* **Directions for this task**
Pull out every line with the word "dark" from the entries below.

* **Information provided**
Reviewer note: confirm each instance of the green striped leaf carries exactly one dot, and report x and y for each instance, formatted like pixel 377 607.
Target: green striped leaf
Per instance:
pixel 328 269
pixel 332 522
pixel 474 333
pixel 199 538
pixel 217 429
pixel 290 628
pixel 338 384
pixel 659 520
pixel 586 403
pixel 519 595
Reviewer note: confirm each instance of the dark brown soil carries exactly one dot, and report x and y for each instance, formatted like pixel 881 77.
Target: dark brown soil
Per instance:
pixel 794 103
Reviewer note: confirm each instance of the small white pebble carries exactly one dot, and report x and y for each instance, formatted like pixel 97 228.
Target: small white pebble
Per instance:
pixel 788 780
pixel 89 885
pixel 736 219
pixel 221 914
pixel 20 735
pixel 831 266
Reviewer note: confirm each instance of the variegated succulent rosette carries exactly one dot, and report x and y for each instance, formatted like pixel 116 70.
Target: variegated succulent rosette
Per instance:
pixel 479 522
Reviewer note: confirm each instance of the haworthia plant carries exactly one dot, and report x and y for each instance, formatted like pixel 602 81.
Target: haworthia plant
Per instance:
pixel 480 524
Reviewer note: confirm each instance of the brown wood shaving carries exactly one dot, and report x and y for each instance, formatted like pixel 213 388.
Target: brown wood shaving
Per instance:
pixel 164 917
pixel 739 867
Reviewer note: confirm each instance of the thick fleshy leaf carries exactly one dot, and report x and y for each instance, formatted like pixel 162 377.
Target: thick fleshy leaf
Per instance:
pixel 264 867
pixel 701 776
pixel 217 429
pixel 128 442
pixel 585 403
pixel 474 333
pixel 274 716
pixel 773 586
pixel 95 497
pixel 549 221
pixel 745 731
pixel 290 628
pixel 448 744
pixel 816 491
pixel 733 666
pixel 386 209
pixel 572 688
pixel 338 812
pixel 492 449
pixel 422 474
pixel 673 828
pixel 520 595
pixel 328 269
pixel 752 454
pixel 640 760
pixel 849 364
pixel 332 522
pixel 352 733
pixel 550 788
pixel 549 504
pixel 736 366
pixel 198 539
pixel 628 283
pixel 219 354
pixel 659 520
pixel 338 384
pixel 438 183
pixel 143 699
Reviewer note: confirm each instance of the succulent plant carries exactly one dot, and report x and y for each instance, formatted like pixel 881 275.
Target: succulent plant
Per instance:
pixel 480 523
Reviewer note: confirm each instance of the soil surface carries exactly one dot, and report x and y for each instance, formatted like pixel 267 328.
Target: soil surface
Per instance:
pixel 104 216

* **Task answer**
Reviewer note: confirm each instance of the dark brown soil carries exactly one dot, and report x and y for each instance, formatted like pixel 881 77.
Target: dark brown soil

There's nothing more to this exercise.